Née à Budapest en 1925, Lilly Toth a perdu toute sa famille ; ses livres miniatures sont exposés depuis le 15 mai à la Bibliothèque publique juive de Montréal.
Lilly Toth, qui a vécu jusqu’à ses 96 ans, n’a jamais reçu d’éducation tout à fait formelle. Née à Budapest en 1925, cette enfant, qui s’est dite « gâtée », s’est souvent mal comportée et a souvent été suspendue de l’école.
Mais au lieu d’aller à l’université à la fin de son adolescence, cette survivante de la Shoah a littéralement couru pour sauver sa vie : elle s’est cachée chez des voisins, a survécu à une tentative d’exécution sur les rives du Danube, puis a travaillé pour l’organisation fasciste qui a tenté de la tuer.
Malgré ces énormes bouleversements et ces pertes considérables, Toth a réussi à amasser quelque chose de très petit et de très précieux : une collection de 1 119 livres miniatures qui témoignaient de sa résilience et de son ouverture sur le monde.
La collection de Toth, qu’elle a léguée à la Bibliothèque publique juive de Montréal avant sa mort en mai dernier – et que la bibliothèque met à l’honneur dans une exposition qui a débuté le 15 mai – est très diversifiée. On y trouve des livres de cuisine, des partitions musicales, des livres sur le thème du sport, des nouveautés connues sous le nom de « minis grand public » en raison de leur omniprésence, ainsi que de la littérature pour enfants, dont « Pierre Lapin », publié pour la première fois entre 1902 et 1909. Shakespeare figure en bonne place dans deux séries presque complètes de 24 volumes publiées entre 1890 et 1930.
« Je n’ai jamais rien vu de tel auparavant et je travaille ici depuis 26 ans », a déclaré Eddie Paul, directeur principal des services de bibliothèque et d’apprentissage de la Jewish Public Library.
Il s’agit également de l’une des plus belles collections de livres miniatures au Canada, et probablement de livres miniatures hongrois en Amérique du Nord, d’après la conservatrice de l’exposition, l’historienne Kristen Howard.
Les premiers livres miniatures datent d’environ 2 000 ans avant notre ère, a indiqué Howard. Pour être qualifié de miniature, un livre doit être relié et mesurer moins de 7,62 centimètres de long et de large. Les livres mesurant jusqu’à 10,16 centimètres sont considérés comme des « macrominiatures », tandis que les « microminiatures » sont inférieures à 2,54 centimètres et les « ultra-microminiatures » sont inférieures à 0,635 centimètres. La collection de Toth englobe toutes ces catégories, dont beaucoup sont si petites qu’elles ne peuvent être lues qu’à la loupe. Pour les collectionneurs, l’attrait des miniatures va bien au-delà de leur aspect mignon.
« Les livres miniatures sont fascinants », a déclaré Howard. « En plus d’être pittoresques, ils sont faciles à transporter. Si vous en avez un qui est très précieux, tel un livre religieux, vous pouvez le garder à portée de main et en sécurité dans une poche ou un sac à main. Il y a aussi quelque chose de vraiment spécial à pouvoir porter dans ses mains toutes les paroles de Dieu ou les œuvres de Shakespeare. »
--- --- ---
== Consignes de travail ==
1. Recopiez le passage de l'extrait sur les livres miniatures de Lilly Toth qui commence à « Née à Budapest en 1925, Lilly » et se termine à « suspendue de l’école. ».
2. Répondez aux questions suivantes d'après l'extrait sur les livres miniatures de Lilly Toth :
(a) En quelle année et dans quelle ville Lilly Toth est-elle née ?
(b) Combien de livres miniatures compte sa collection ?
(c) Quelle dimension maximale un livre relié doit-il respecter pour être qualifié de miniature ?
3. Dans l'extrait sur les livres miniatures de Lilly Toth, présentez sous forme de liste le paragraphe commençant par « Les premiers livres miniatures datent », en conservant ses faits principaux.
--- --- ---
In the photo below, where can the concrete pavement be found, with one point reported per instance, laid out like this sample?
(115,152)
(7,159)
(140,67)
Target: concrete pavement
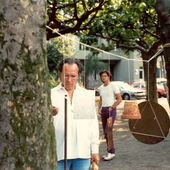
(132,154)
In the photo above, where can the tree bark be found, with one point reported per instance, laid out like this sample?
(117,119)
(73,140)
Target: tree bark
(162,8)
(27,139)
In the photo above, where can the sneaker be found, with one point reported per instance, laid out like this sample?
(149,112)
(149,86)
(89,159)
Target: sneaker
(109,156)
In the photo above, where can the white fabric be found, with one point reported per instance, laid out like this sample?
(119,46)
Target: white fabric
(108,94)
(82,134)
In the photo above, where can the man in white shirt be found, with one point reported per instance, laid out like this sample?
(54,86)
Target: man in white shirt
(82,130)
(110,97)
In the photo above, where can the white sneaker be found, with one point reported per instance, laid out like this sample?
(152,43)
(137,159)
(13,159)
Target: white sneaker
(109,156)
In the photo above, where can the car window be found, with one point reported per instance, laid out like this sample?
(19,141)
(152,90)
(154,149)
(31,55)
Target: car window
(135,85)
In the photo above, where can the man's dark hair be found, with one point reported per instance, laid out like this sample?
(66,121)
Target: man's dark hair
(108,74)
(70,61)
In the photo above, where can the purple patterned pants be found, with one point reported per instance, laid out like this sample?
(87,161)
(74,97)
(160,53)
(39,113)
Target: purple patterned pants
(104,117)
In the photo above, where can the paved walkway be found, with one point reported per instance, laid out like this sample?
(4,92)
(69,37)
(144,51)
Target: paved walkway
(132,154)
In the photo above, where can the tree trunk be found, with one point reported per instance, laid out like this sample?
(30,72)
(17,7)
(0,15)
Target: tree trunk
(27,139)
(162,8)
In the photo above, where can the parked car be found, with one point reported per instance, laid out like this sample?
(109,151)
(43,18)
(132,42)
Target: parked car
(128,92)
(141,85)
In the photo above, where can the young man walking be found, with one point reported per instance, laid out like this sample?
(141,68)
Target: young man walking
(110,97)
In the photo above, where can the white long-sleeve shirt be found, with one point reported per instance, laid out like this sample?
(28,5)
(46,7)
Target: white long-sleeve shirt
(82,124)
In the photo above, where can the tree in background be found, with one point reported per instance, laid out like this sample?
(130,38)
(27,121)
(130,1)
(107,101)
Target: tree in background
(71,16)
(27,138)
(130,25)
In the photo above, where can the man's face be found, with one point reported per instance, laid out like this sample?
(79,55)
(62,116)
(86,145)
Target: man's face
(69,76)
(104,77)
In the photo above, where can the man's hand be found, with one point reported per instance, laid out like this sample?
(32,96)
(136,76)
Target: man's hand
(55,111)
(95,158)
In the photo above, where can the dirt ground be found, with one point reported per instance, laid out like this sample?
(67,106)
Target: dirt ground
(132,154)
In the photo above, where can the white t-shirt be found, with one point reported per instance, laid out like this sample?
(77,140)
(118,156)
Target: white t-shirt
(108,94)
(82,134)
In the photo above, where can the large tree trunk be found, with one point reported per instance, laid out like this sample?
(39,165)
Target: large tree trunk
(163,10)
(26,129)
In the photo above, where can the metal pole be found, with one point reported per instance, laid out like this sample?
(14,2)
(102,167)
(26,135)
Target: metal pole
--- --- ---
== Résultats attendus ==
1.
Née à Budapest en 1925, Lilly Toth a perdu toute sa famille ; ses livres miniatures sont exposés depuis le 15 mai à la Bibliothèque publique juive de Montréal.
Lilly Toth, qui a vécu jusqu’à ses 96 ans, n’a jamais reçu d’éducation tout à fait formelle. Née à Budapest en 1925, cette enfant, qui s’est dite « gâtée », s’est souvent mal comportée et a souvent été suspendue de l’école.

2.
(a) En 1925, à Budapest.
(b) 1 119 livres miniatures.
(c) Moins de 7,62 centimètres de long et de large.

3.
- Origine : environ 2 000 ans avant notre ère, selon Howard.
- Livre miniature : relié, moins de 7,62 cm de long et de large.
- Macrominiature : jusqu'à 10,16 cm.
- Microminiature : moins de 2,54 cm.
- Ultra-microminiature : moins de 0,635 cm.
- La collection de Toth couvre toutes ces catégories ; beaucoup de ces livres ne se lisent qu'à la loupe.
- Pour les collectionneurs, l'attrait des miniatures dépasse leur aspect mignon.